**STATED EXERCISE**
Starting at the line that contains "If you would be willing to tag the man with" and continuing to the end of the records, rewrite those lines with "grateful" replaced by "thankful", leaving everything else the same.

**MATERIAL FOR THIS TASK**
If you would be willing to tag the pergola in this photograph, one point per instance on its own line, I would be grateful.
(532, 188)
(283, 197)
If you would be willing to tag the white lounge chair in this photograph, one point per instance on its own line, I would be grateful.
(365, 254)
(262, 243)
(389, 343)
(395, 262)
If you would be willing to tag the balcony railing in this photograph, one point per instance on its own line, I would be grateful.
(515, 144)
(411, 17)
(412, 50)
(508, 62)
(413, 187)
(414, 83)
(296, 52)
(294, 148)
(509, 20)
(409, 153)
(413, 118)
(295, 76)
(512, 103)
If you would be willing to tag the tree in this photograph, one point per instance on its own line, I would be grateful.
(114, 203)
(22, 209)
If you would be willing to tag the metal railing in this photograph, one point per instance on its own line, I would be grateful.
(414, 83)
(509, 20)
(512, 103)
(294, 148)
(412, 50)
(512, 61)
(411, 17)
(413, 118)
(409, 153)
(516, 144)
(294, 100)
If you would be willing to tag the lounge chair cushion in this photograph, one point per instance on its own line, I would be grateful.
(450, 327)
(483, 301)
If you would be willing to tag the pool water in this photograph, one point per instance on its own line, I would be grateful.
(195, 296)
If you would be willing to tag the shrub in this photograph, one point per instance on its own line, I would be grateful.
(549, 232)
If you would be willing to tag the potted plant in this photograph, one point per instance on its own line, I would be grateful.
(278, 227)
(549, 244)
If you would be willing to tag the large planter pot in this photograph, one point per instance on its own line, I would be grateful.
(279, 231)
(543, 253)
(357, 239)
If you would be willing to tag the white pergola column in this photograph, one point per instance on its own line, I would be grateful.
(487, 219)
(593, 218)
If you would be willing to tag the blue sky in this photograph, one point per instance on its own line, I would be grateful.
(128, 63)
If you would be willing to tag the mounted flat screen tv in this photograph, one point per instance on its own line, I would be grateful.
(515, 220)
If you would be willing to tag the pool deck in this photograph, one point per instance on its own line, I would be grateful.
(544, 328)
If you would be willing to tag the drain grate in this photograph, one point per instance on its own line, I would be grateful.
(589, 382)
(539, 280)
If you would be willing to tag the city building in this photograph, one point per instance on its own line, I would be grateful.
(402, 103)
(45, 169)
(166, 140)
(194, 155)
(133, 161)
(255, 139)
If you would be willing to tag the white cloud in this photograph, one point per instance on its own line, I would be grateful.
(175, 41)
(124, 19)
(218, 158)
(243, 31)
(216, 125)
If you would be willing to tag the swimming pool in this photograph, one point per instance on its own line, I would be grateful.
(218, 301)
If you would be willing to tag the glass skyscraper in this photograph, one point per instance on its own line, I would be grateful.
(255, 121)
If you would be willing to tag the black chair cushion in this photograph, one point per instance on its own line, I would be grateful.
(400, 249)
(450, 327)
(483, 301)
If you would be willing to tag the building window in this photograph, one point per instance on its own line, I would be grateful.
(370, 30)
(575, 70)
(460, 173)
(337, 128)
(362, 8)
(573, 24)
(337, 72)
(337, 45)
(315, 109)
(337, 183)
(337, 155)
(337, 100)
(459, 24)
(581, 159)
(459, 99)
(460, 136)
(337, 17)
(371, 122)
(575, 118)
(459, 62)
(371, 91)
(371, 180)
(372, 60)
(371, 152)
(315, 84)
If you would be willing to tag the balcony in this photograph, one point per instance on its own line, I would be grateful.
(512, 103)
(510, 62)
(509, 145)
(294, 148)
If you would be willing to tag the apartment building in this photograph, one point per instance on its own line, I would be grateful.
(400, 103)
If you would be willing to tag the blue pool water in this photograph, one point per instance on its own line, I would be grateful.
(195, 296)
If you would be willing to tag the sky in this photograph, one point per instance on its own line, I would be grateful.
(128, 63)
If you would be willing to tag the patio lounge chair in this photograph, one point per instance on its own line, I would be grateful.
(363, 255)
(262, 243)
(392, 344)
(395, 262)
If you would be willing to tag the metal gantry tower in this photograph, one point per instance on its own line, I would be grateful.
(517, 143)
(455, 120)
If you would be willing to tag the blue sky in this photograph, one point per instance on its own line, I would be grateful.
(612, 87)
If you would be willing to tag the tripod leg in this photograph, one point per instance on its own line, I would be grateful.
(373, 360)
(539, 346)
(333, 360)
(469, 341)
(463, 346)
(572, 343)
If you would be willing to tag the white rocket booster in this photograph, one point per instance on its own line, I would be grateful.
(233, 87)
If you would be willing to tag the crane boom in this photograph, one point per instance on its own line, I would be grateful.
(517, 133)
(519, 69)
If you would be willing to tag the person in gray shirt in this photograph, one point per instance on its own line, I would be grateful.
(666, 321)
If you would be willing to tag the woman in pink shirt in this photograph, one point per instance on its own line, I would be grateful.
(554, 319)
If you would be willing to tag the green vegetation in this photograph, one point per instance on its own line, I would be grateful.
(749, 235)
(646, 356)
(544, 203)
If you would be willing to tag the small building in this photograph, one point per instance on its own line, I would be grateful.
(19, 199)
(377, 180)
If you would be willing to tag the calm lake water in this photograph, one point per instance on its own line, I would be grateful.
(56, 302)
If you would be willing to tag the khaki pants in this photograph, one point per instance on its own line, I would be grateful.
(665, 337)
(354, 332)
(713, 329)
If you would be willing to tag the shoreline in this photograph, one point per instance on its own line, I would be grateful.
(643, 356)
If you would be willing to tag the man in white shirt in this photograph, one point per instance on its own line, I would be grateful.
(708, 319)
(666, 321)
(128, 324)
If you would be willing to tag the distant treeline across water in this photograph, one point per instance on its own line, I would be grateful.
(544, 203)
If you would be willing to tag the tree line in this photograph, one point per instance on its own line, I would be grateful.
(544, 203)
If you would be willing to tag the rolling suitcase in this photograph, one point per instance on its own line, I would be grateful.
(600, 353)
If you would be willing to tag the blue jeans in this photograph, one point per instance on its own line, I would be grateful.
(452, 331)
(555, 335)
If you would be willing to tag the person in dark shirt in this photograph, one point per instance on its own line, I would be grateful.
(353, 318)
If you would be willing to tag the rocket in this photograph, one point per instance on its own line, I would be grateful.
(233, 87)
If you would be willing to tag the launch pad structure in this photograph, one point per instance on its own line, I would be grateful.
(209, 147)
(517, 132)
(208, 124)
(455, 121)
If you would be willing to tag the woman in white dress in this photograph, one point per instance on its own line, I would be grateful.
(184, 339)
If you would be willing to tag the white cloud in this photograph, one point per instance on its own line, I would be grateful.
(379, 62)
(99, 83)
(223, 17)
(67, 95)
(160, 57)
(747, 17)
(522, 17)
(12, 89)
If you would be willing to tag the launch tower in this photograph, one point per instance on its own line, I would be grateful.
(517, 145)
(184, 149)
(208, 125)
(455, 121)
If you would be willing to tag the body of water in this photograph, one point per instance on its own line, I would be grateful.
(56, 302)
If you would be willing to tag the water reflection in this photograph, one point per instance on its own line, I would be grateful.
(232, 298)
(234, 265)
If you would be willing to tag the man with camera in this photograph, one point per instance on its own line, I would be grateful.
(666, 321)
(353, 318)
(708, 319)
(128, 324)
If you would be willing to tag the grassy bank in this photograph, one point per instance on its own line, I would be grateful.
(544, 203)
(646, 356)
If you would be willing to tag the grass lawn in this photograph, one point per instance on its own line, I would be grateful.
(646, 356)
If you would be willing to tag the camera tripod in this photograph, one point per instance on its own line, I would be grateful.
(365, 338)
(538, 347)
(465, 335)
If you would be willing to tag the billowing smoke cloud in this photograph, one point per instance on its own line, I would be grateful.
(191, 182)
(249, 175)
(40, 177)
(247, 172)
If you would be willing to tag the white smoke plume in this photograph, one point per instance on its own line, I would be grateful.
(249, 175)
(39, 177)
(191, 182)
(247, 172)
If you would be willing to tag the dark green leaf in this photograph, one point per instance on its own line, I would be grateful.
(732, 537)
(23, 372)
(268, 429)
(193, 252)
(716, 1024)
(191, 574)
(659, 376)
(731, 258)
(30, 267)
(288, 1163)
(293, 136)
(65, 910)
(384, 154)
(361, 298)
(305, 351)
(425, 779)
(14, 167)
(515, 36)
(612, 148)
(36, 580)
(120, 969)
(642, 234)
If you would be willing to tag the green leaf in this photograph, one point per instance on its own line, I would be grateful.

**EXPECTED ANSWER**
If you would be willing to tag the man with camera in this photograph, one point per instance on its own line, I would be thankful.
(666, 321)
(353, 318)
(708, 319)
(128, 324)
If you would be willing to tag the grassy bank in this photograph, one point per instance on its own line, I would be thankful.
(544, 203)
(646, 356)
If you would be willing to tag the grass lawn in this photograph, one point per instance on its own line, I would be thankful.
(646, 356)
If you would be willing to tag the camera tripod in this photograph, one point per instance on its own line, I would be thankful.
(365, 338)
(538, 347)
(465, 335)
If you would be willing to tag the billowing smoke cloud in this photograph, one point per instance on its own line, I would be thankful.
(191, 182)
(249, 175)
(40, 177)
(247, 172)
If you would be willing to tag the white smoke plume in this photograph, one point per instance on its own line, I would be thankful.
(249, 175)
(39, 177)
(191, 182)
(247, 172)
If you would be willing to tag the dark green leaf in this photograph, one point per instance on its own line, I would be thankful.
(732, 537)
(23, 372)
(268, 429)
(193, 252)
(716, 1024)
(191, 574)
(659, 376)
(731, 258)
(30, 267)
(288, 1163)
(293, 136)
(65, 910)
(384, 154)
(361, 298)
(305, 351)
(425, 779)
(14, 167)
(515, 36)
(612, 148)
(36, 580)
(120, 969)
(642, 234)
If you would be willing to tag the green leaf in this photograph, one point per instance on its own line, I would be thankful.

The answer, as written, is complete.